Work instructions: The lines from the start of the data through the line containing "x=258, y=586" are to be reproduced exactly, both ends included.

*** Records provided ***

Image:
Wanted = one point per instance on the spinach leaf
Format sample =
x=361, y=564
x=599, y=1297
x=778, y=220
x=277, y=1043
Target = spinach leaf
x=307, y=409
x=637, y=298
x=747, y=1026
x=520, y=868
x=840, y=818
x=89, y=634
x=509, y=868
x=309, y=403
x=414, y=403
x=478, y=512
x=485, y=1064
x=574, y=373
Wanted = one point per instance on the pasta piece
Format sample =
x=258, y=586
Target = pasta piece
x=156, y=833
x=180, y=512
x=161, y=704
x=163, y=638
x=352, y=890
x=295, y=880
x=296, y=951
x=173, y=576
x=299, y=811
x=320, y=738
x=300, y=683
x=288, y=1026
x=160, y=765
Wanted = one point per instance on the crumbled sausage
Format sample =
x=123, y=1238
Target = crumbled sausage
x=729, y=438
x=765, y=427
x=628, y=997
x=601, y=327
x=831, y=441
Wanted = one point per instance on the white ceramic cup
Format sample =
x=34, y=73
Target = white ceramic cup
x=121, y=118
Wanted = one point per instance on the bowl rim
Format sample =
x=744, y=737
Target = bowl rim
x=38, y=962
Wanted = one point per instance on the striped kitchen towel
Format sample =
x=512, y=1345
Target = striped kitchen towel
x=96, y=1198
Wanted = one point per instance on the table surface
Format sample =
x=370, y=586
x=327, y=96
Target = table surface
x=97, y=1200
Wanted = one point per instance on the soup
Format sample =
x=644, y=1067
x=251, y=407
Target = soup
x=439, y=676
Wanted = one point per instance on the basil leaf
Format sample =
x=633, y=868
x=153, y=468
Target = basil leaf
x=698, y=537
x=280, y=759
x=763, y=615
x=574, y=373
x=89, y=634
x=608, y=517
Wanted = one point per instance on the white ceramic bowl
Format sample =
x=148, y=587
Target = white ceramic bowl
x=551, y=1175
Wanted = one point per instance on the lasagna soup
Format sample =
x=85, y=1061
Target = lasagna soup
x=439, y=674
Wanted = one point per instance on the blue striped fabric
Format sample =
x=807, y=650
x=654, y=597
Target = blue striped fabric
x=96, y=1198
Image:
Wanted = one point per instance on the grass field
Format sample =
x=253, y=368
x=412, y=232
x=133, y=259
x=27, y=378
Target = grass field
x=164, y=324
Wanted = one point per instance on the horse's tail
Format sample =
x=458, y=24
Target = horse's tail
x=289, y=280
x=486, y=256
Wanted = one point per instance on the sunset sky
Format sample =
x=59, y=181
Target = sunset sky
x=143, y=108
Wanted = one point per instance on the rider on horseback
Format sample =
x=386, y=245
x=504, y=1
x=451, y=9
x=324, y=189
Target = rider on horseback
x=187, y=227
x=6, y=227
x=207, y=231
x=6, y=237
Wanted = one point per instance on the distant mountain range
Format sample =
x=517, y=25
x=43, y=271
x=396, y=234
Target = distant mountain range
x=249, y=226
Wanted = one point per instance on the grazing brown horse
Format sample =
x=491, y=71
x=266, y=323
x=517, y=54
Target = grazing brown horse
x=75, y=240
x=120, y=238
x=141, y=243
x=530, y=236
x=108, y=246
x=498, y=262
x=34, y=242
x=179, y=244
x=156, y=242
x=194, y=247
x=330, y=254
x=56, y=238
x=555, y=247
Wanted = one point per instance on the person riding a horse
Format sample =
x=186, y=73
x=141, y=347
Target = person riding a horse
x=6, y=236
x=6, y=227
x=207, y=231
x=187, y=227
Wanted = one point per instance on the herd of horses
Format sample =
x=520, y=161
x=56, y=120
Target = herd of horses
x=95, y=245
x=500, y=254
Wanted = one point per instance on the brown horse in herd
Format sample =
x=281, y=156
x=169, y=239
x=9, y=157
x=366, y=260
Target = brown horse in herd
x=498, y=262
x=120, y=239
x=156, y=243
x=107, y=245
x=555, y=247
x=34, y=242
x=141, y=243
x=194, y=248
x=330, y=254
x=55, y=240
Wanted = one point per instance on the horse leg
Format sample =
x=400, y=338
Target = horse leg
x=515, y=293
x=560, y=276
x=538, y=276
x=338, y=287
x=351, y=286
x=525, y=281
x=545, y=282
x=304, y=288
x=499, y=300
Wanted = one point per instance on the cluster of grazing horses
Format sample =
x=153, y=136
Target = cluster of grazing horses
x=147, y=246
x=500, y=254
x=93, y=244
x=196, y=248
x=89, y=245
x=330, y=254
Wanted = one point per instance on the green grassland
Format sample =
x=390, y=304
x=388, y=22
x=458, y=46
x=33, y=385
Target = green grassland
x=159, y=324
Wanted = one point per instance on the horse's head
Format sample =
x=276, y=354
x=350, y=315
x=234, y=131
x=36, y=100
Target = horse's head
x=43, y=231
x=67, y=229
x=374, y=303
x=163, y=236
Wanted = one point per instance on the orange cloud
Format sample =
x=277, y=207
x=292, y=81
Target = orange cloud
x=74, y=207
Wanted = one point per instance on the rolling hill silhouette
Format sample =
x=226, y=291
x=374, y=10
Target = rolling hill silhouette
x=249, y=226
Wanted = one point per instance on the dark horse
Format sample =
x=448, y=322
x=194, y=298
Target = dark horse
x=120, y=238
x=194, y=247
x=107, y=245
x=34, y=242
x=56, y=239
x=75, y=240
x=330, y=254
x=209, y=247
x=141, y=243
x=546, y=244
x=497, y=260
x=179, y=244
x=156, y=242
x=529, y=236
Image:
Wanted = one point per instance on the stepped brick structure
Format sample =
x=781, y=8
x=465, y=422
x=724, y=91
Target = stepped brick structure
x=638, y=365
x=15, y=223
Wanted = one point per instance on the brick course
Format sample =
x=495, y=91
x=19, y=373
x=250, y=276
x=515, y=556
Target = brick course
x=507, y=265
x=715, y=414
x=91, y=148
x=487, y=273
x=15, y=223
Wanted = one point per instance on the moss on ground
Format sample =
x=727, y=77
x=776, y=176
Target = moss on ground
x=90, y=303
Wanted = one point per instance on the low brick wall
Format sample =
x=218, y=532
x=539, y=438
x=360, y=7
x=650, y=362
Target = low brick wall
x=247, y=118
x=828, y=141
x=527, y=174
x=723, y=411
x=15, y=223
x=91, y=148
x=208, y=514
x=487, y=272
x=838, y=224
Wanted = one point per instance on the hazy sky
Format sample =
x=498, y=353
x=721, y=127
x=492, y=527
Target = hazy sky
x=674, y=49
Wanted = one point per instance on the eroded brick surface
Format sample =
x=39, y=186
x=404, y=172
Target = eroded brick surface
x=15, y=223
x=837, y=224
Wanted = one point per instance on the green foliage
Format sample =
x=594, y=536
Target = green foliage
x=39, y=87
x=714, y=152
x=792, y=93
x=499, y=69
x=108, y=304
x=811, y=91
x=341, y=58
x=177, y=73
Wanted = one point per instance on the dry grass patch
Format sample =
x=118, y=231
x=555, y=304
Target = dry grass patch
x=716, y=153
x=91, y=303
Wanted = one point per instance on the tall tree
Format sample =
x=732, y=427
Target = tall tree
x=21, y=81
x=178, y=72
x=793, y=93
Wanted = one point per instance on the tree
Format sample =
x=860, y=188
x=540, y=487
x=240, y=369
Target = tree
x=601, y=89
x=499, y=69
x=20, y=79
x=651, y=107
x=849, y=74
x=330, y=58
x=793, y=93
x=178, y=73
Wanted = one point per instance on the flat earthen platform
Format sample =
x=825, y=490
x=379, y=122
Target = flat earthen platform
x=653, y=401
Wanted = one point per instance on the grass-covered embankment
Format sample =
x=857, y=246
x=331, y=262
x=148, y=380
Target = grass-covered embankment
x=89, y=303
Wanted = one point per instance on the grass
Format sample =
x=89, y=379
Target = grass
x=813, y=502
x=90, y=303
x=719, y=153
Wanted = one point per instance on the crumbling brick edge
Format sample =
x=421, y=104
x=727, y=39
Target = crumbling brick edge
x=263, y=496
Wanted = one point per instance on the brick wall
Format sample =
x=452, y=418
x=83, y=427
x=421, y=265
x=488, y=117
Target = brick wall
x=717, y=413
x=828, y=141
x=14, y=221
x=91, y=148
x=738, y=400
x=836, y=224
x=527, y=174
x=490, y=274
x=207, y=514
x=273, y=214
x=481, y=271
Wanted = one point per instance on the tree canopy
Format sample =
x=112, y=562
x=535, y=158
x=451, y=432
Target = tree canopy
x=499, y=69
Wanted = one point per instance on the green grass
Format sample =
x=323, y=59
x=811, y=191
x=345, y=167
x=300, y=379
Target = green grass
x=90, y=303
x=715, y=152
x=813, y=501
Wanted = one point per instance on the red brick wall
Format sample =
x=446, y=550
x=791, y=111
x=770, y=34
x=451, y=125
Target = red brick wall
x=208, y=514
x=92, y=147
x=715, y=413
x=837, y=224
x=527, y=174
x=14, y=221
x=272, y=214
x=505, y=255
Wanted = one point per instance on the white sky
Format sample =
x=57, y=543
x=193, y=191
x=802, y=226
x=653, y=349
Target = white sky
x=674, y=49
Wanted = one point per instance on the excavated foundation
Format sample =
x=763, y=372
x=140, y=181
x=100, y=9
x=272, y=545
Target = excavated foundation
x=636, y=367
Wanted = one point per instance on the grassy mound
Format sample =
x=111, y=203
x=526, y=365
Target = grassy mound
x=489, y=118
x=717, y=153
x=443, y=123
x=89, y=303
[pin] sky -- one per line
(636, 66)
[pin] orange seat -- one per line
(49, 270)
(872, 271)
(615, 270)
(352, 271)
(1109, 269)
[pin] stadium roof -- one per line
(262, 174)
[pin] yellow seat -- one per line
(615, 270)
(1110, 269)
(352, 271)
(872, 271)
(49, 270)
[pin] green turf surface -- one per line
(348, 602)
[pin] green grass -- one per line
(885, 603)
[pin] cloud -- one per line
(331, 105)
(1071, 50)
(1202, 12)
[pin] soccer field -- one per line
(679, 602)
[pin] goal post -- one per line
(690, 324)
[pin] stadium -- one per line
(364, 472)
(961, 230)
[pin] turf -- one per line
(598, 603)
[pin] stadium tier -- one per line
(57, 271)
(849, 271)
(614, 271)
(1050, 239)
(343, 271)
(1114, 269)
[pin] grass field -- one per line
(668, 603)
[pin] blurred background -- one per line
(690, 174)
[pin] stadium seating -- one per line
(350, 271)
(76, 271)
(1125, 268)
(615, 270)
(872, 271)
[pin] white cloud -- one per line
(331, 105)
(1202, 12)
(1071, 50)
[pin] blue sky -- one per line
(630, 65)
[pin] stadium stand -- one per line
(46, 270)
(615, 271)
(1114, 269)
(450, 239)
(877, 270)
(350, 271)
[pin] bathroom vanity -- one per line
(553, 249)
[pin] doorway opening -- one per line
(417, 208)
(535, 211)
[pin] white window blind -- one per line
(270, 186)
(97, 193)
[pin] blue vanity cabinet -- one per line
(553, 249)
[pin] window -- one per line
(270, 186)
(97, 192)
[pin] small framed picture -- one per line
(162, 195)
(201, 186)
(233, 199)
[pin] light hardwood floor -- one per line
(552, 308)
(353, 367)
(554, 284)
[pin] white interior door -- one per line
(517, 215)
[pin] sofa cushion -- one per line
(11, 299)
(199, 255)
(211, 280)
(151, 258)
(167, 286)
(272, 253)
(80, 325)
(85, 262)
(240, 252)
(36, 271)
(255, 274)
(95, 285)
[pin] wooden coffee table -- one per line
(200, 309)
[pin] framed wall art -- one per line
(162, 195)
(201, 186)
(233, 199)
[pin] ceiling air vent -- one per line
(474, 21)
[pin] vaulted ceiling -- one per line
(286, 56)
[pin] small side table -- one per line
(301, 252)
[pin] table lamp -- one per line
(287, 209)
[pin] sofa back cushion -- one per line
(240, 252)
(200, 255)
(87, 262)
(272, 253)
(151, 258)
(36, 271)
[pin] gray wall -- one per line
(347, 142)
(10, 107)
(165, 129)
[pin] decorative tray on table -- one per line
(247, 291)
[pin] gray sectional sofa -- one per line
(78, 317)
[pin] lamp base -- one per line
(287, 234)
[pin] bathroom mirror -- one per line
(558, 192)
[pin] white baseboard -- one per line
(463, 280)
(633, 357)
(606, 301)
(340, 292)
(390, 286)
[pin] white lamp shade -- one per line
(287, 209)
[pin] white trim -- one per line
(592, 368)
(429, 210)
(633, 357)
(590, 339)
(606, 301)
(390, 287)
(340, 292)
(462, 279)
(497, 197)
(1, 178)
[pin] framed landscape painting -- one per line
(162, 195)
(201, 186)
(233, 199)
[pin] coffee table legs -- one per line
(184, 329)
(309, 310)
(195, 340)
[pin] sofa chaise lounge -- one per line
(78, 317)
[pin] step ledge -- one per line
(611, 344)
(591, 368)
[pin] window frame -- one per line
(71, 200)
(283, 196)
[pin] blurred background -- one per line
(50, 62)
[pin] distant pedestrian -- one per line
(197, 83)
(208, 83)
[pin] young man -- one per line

***

Problem solution:
Image:
Wanted = one point per instance on the spinach leaf
Format sample =
x=361, y=564
x=599, y=1297
x=778, y=220
x=277, y=1043
Target = spinach leaf
x=307, y=409
x=637, y=298
x=747, y=1026
x=520, y=868
x=840, y=818
x=89, y=634
x=509, y=868
x=309, y=403
x=414, y=403
x=478, y=512
x=485, y=1064
x=574, y=373
Wanted = one point per instance on the pasta piece
Format sample =
x=258, y=586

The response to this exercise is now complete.